Exercise objective –
Could you output the complete listing given below exactly?

※

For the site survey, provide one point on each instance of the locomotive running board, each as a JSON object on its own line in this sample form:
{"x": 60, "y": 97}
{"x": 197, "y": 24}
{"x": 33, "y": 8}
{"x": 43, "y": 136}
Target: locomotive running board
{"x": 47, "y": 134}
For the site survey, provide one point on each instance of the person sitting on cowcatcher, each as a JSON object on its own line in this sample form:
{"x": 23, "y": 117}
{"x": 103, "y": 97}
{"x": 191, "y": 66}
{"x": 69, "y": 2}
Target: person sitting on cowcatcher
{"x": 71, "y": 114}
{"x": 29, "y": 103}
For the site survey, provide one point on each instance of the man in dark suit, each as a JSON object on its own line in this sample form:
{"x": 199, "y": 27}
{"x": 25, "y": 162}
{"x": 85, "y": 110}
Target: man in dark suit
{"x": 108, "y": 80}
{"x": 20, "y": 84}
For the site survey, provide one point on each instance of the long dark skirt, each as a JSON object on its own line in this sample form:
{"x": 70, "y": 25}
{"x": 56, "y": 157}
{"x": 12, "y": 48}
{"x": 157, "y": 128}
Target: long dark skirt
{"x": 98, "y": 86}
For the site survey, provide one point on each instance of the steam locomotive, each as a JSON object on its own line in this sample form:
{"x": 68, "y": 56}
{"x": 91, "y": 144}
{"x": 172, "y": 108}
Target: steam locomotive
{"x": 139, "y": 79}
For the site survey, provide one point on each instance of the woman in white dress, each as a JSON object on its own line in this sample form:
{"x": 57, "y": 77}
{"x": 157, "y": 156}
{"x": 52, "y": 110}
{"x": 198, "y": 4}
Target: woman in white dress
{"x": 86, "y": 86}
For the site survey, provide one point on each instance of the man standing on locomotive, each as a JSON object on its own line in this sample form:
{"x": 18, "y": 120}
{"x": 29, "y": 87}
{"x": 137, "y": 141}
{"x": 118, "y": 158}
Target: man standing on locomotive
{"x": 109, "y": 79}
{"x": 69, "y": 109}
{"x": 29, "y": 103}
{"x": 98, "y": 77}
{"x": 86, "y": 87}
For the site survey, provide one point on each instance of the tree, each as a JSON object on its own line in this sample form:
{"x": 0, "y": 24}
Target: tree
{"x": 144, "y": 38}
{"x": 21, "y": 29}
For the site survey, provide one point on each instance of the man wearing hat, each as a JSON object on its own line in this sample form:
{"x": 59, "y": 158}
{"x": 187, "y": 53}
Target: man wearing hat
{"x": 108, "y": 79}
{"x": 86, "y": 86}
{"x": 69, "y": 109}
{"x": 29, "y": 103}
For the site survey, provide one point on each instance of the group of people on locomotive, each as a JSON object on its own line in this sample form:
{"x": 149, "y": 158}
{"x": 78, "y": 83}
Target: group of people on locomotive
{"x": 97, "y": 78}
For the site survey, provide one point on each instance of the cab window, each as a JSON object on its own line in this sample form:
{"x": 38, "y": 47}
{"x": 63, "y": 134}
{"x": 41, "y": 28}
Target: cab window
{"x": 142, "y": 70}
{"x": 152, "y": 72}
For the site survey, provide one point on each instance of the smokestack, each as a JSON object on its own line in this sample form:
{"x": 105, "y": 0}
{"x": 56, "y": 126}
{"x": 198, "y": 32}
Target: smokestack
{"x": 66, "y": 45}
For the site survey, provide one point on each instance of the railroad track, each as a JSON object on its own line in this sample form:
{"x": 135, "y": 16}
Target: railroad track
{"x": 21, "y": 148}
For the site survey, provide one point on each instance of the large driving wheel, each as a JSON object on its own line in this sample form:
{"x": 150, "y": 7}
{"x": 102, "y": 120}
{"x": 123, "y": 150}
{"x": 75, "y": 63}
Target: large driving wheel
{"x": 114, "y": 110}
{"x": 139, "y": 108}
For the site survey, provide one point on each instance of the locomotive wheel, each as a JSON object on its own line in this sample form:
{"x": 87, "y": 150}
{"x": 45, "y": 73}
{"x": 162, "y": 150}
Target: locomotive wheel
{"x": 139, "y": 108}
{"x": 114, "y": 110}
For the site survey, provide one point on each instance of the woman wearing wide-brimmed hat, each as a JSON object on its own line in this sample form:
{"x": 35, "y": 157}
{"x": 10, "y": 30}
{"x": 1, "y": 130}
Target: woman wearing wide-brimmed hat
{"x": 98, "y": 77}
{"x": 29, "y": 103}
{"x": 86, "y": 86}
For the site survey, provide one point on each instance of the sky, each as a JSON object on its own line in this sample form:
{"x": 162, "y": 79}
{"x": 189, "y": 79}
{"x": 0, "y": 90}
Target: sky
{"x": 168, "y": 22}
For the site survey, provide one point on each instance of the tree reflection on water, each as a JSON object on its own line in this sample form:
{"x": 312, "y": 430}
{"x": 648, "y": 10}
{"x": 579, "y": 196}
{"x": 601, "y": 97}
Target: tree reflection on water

※

Exercise solution –
For the site survey, provide one point on each instance of the locomotive running board, each as a JSON object on its own line in this sample form:
{"x": 60, "y": 97}
{"x": 197, "y": 24}
{"x": 33, "y": 8}
{"x": 43, "y": 136}
Target: locomotive running board
{"x": 47, "y": 134}
For the site survey, provide one point on each instance of the person sitting on cowcatcher, each as a JSON object on its own line in this sample form:
{"x": 23, "y": 117}
{"x": 103, "y": 97}
{"x": 191, "y": 66}
{"x": 69, "y": 2}
Target: person sitting on cowcatcher
{"x": 71, "y": 114}
{"x": 29, "y": 103}
For the site survey, provide one point on each instance of the man in dark suit, each as a JSON object on its own line in this sample form:
{"x": 199, "y": 27}
{"x": 25, "y": 162}
{"x": 85, "y": 110}
Target: man in dark suit
{"x": 108, "y": 80}
{"x": 20, "y": 84}
For the site survey, provide one point on each instance of the long dark skirt, each as a JSON object on its own line in this sample form:
{"x": 70, "y": 25}
{"x": 56, "y": 157}
{"x": 12, "y": 48}
{"x": 157, "y": 128}
Target: long dark skirt
{"x": 98, "y": 86}
For the site survey, provide one point on each instance of the steam locomotive, each as a JSON object on its own line in this sample form:
{"x": 68, "y": 56}
{"x": 91, "y": 144}
{"x": 172, "y": 108}
Target: steam locomotive
{"x": 139, "y": 79}
For the site survey, provide one point on each instance of the woman in white dress, each as a JSON object on its own line in this sample form:
{"x": 57, "y": 77}
{"x": 157, "y": 156}
{"x": 52, "y": 110}
{"x": 198, "y": 4}
Target: woman in white dress
{"x": 86, "y": 86}
For the site survey, provide one point on each instance of the man standing on locomotive, each as a JSON object on its own line in this sample form:
{"x": 18, "y": 120}
{"x": 29, "y": 87}
{"x": 137, "y": 141}
{"x": 118, "y": 158}
Target: man standing on locomotive
{"x": 109, "y": 79}
{"x": 69, "y": 109}
{"x": 29, "y": 103}
{"x": 98, "y": 77}
{"x": 86, "y": 87}
For the site survey, provide one point on each instance of the tree, each as a JSON object on its own line in this sample form:
{"x": 0, "y": 24}
Target: tree
{"x": 144, "y": 38}
{"x": 21, "y": 29}
For the site survey, provide one point on each instance of the man wearing hat, each as a JSON object on its own line in this sample form:
{"x": 59, "y": 158}
{"x": 187, "y": 53}
Target: man wearing hat
{"x": 108, "y": 79}
{"x": 86, "y": 86}
{"x": 69, "y": 109}
{"x": 29, "y": 103}
For the site survey, provide one point on each instance of the group of people on locomotive, each as a JSON object on its own line in this sample form:
{"x": 149, "y": 158}
{"x": 78, "y": 83}
Target: group of people on locomotive
{"x": 97, "y": 78}
For the site survey, provide one point on each instance of the cab window, each as a JSON object on its own line in this sample form:
{"x": 38, "y": 47}
{"x": 63, "y": 134}
{"x": 41, "y": 28}
Target: cab window
{"x": 142, "y": 70}
{"x": 152, "y": 72}
For the site survey, provide one point on each instance of the smokestack, each as a JSON object on its own line in this sample form:
{"x": 105, "y": 0}
{"x": 56, "y": 126}
{"x": 198, "y": 32}
Target: smokestack
{"x": 66, "y": 45}
For the site survey, provide one point on each instance of the railroad track, each as a JSON object on its own line in this sample form:
{"x": 135, "y": 16}
Target: railroad track
{"x": 21, "y": 148}
For the site survey, provide one point on each instance of the large driving wheel, each as a JSON object on its own line in this sample form:
{"x": 150, "y": 7}
{"x": 102, "y": 120}
{"x": 123, "y": 150}
{"x": 75, "y": 63}
Target: large driving wheel
{"x": 114, "y": 110}
{"x": 139, "y": 108}
For the site survey, provide one point on each instance of the locomotive wheel, each as a JSON object on its own line in this sample form:
{"x": 87, "y": 150}
{"x": 45, "y": 73}
{"x": 162, "y": 150}
Target: locomotive wheel
{"x": 139, "y": 108}
{"x": 114, "y": 110}
For the site survey, provide one point on each instance of the woman wearing wide-brimmed hat, each as a JSON object on its own line in this sample form:
{"x": 35, "y": 157}
{"x": 10, "y": 30}
{"x": 1, "y": 130}
Target: woman wearing wide-brimmed hat
{"x": 98, "y": 77}
{"x": 29, "y": 103}
{"x": 86, "y": 86}
For the site survey, provide one point on each instance of the sky, each as a JSON object on its own line in this sample form:
{"x": 162, "y": 79}
{"x": 189, "y": 79}
{"x": 0, "y": 90}
Target: sky
{"x": 168, "y": 22}
For the site survey, provide one point on each instance of the tree reflection on water, each as a JSON object on its own line in this sample form:
{"x": 312, "y": 430}
{"x": 648, "y": 10}
{"x": 579, "y": 196}
{"x": 601, "y": 97}
Target: tree reflection on water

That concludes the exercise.